┌─ Source passage
Looking back at this day over the years, I realized that we were hardly ever home in this month. If I had a time machine, I could dial it back precisely thirteen years, and go back to that lucky day when I discovered that the perfect way to spend a morning is to go out on the range in Thimphu and practice some archery.
This is a very popular team sport in Bhutan, and after this first encounter with it, I saw it in many places. It turns out that sledging the opposite team has now become high art, and is an important part of the game.
The sacred forest of Mawphlong village, one of over a hundred such places sprinkled through this plateau, is said to be home to a deity called U Ryngkew U Basa. This 75 acre forest is governed by the clan of priests called the Lyngdoh. Since this was the closest to Shillong, we drove down there. A fair was being set up when we reached. There were lots of tents, some signs directed us to empty places which would presumably fill up later. We wandered about, unable to figure out anything. Some people helpfully told us to come back later. When The Family asked about the sacred forest, people pointed in some direction.
Raju had decided to take the car back to the designated parking area and wait there. Later I thought that maybe he was uncomfortable here. That was a time of violent and exclusionary identity politics. Being so obviously tourists, we were safe. But maybe Raju felt he wasn’t. We walked in the direction which was pointed out and came across a field of Khasi monoliths. Typically they are set up in a sacred forest or just outside them, and commemorate either events or ancestors. I wondered about the dating as we walked into the copse of trees under which these monoliths stand. The monoliths had no writing on them, and their purpose can only be explained by someone who knows about then. Having a guide with us would have been good.
└─
┌─ Provided records
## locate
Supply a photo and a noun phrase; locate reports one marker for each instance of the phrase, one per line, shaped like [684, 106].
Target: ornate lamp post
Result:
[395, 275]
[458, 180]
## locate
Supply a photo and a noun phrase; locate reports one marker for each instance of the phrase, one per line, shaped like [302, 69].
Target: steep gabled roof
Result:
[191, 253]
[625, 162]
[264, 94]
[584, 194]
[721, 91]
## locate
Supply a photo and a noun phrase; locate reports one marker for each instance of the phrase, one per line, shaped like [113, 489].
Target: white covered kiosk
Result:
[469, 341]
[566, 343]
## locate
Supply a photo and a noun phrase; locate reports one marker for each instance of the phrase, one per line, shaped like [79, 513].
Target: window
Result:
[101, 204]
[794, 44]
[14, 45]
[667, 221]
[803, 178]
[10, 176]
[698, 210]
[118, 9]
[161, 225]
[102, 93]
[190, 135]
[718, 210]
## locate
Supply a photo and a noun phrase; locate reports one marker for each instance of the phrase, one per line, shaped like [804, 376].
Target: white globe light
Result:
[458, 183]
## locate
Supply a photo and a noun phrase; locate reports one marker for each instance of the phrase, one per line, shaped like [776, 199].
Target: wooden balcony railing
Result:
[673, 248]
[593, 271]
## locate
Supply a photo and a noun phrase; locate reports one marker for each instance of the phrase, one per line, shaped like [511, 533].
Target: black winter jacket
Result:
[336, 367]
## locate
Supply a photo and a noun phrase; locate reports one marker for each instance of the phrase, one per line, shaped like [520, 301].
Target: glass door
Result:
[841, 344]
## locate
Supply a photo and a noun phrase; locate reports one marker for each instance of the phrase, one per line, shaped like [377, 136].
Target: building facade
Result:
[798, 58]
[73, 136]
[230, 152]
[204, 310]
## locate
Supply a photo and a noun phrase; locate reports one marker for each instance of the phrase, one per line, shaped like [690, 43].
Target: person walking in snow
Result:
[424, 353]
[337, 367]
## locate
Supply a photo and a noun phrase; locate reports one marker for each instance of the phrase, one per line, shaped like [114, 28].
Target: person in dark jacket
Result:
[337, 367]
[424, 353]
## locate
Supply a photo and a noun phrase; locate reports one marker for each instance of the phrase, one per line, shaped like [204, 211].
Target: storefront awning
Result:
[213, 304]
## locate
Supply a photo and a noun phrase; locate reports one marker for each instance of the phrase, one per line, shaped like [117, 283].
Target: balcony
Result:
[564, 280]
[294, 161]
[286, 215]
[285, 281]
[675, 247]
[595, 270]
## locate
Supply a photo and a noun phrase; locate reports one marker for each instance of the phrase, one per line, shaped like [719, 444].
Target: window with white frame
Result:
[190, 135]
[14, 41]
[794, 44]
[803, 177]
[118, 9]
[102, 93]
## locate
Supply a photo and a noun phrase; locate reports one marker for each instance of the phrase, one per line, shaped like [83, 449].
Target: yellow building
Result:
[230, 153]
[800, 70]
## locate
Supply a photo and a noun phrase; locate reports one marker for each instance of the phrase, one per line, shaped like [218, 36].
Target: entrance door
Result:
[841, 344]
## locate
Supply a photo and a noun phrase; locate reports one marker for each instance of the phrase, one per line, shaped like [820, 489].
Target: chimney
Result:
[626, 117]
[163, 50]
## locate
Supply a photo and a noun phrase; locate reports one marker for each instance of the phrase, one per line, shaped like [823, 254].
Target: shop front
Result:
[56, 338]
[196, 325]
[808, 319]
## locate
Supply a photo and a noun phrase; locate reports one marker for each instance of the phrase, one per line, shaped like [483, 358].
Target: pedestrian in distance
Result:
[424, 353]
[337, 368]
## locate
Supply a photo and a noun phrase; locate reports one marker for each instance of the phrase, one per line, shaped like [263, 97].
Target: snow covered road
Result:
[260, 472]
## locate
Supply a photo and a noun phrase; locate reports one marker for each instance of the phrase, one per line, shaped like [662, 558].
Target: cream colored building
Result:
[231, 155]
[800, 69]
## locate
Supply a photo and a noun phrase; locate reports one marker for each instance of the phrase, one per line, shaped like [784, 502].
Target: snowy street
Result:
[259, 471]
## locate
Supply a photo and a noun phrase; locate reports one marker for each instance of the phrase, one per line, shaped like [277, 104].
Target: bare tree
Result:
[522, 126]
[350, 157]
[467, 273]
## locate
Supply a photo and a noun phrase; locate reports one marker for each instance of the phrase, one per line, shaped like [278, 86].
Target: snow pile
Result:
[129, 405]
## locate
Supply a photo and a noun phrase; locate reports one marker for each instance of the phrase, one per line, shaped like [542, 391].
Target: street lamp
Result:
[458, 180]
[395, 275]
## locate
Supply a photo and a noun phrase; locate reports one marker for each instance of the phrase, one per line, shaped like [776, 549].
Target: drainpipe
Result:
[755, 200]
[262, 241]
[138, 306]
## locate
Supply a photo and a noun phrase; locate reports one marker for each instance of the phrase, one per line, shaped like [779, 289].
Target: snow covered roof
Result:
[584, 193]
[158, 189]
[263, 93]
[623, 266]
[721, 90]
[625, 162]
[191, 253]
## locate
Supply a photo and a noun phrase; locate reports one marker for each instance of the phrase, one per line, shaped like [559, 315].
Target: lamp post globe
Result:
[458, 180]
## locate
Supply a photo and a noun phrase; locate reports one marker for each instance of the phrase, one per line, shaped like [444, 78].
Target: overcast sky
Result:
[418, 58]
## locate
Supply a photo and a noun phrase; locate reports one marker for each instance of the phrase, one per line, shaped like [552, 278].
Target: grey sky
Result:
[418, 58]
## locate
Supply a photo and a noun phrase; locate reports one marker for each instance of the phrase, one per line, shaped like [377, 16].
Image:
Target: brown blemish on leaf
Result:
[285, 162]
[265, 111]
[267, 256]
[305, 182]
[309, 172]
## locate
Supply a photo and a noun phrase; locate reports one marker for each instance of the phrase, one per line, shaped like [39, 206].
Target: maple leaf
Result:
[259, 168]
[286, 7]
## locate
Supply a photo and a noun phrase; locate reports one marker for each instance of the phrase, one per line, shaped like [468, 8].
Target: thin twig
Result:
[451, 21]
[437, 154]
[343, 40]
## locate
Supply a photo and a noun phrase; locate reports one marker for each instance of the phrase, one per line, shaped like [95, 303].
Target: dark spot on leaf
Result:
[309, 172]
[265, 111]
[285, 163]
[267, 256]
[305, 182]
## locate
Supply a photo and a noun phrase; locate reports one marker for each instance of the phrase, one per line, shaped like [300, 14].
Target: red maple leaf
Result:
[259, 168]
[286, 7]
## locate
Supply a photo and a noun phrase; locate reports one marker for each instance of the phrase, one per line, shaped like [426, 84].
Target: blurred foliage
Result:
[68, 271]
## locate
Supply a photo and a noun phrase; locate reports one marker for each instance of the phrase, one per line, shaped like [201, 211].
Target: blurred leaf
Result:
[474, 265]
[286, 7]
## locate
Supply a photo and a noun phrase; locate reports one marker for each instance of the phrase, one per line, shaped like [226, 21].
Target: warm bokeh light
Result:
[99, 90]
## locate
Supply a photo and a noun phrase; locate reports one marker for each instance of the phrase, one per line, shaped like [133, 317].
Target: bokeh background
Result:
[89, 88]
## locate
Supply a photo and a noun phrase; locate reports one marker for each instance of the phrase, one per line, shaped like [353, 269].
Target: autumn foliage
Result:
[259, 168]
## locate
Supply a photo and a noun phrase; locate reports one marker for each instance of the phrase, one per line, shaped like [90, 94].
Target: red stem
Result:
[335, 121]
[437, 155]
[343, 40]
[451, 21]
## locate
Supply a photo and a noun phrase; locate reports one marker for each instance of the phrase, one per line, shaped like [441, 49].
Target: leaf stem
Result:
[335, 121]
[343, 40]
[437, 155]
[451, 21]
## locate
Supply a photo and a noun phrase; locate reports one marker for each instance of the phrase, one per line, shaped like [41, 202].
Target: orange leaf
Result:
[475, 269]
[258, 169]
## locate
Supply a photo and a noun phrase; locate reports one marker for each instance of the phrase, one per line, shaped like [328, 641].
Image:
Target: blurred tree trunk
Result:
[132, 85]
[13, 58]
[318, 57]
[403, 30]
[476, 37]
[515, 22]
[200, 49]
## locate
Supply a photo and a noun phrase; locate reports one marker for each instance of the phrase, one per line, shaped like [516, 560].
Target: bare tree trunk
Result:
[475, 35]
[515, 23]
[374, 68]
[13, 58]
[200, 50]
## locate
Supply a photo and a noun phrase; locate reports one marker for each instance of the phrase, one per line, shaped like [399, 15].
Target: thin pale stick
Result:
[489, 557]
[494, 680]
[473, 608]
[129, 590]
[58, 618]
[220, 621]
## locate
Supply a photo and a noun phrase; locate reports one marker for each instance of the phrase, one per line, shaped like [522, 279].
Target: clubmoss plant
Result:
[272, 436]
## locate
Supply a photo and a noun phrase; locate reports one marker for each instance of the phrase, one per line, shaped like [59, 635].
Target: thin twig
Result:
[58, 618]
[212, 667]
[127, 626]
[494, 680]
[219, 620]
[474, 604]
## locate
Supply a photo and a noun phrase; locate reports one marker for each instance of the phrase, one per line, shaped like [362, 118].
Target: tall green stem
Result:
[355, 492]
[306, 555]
└─
┌─ Provided records
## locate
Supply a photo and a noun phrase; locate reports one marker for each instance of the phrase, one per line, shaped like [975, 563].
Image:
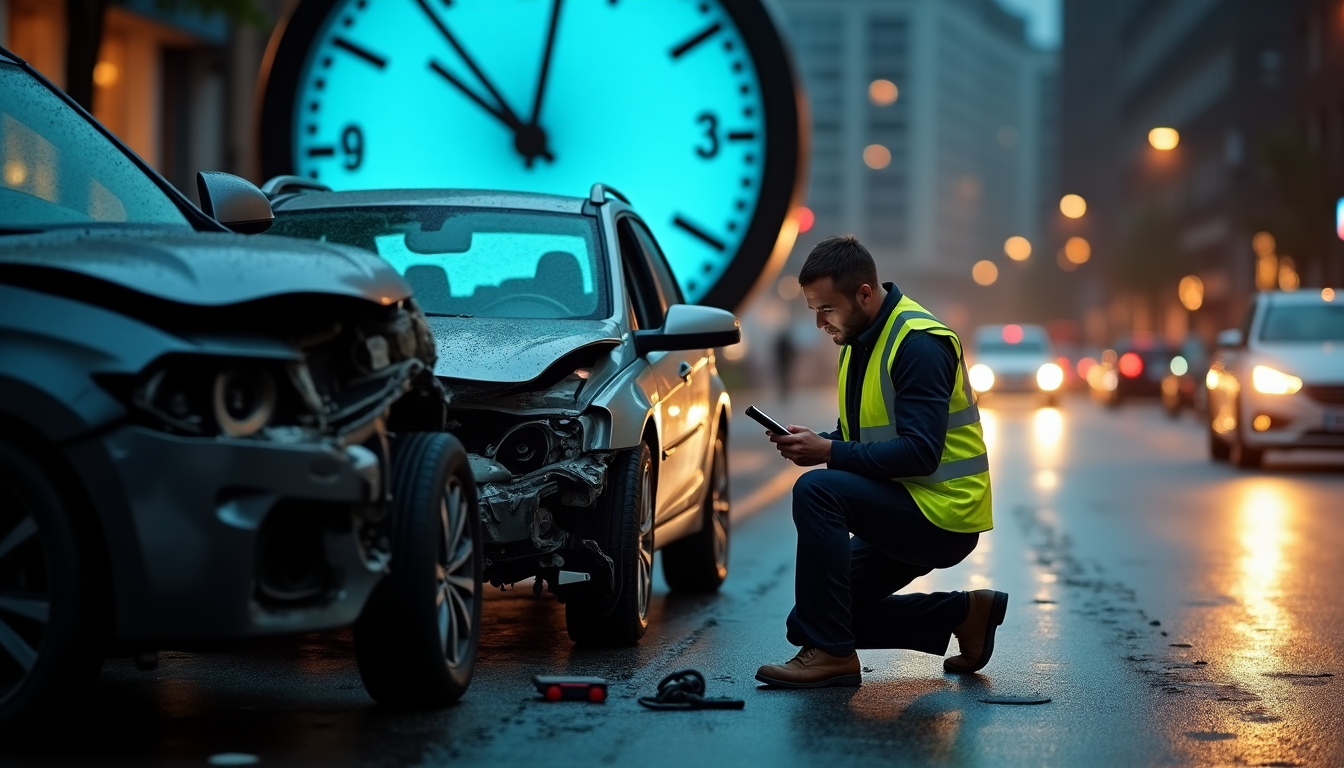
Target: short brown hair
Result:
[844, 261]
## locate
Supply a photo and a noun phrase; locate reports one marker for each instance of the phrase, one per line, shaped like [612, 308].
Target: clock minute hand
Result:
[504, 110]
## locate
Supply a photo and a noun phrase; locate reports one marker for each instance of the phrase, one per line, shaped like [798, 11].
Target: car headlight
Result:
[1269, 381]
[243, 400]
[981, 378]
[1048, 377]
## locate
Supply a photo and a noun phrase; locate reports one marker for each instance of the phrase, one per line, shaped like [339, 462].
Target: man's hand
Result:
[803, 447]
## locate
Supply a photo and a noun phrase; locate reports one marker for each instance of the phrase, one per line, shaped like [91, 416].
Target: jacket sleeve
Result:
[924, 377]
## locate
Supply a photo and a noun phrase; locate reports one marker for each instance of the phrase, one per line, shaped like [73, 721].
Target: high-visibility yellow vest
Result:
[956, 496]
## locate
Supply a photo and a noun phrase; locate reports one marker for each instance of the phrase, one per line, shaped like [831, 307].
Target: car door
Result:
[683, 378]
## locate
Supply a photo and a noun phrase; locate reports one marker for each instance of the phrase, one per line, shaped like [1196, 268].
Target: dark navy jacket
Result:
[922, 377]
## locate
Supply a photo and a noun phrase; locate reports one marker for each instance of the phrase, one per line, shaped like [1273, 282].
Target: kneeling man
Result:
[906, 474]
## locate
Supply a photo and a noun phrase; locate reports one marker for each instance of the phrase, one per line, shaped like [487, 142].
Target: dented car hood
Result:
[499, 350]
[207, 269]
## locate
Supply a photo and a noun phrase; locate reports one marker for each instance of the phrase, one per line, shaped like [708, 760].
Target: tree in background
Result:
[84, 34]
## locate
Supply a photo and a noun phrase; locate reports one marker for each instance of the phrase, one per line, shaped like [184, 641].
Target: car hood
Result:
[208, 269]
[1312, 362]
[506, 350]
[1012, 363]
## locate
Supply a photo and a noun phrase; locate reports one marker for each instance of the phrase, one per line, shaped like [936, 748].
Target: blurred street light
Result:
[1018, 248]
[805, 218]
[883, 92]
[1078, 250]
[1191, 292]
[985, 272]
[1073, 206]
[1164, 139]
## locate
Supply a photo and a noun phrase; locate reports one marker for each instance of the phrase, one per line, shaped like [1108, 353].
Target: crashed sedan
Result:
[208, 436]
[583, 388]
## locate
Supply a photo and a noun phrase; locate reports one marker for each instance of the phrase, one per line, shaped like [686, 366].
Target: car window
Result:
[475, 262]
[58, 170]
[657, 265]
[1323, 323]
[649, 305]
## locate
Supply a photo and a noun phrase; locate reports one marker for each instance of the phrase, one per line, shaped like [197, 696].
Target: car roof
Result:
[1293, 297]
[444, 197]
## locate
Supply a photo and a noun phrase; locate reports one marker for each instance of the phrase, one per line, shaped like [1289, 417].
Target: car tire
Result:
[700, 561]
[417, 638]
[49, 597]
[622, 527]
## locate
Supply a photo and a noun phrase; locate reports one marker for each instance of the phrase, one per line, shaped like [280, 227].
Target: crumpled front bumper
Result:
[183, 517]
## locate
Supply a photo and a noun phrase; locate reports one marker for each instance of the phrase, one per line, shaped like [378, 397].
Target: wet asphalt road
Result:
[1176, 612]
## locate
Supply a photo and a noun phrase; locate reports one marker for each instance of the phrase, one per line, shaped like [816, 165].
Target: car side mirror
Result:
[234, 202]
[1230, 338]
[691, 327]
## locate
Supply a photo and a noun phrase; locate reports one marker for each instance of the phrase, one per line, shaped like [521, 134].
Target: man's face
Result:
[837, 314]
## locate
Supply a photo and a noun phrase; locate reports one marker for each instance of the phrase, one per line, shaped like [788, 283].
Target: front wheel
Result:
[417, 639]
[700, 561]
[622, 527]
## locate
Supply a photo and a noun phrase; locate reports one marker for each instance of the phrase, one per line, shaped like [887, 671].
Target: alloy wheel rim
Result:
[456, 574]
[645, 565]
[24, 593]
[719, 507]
└─
■ Task requirements
a) According to the travel account, which clan of priests governs the sacred forest of Mawphlong village?
b) Write the next part of the travel account, going on from its final sentence about the Khasi monoliths.
The entries above have nothing to do with this.

■ Task answers
a) The Lyngdoh.

b)
We wandered back and watched some archery practice. The people involved were of all ages, but shared a certain squinty eyed gaze at the target. The main competition was much later in the day. The place had the unsettled air of people having arrived too early for what they wanted. The sacred forest was not very close to here, and the disruption of the fair blocked off our way. We walked to one end of the fair ground and looked down at the green fields of the Mawphlong village. The forest held its secrets. We would have to come back another time to walk through it.
Thinking of Bhutan brings back memories of a wonderful country with gentle and friendly people. As tourists we probably saw a larger proportion of monks than there actually are in the population. Also, we saw much more of the countryside than the city. Still, I hope the slide show below captures a not-unreasonable cross-section of the people of Bhutan. Click on any of the photos to start the slide show.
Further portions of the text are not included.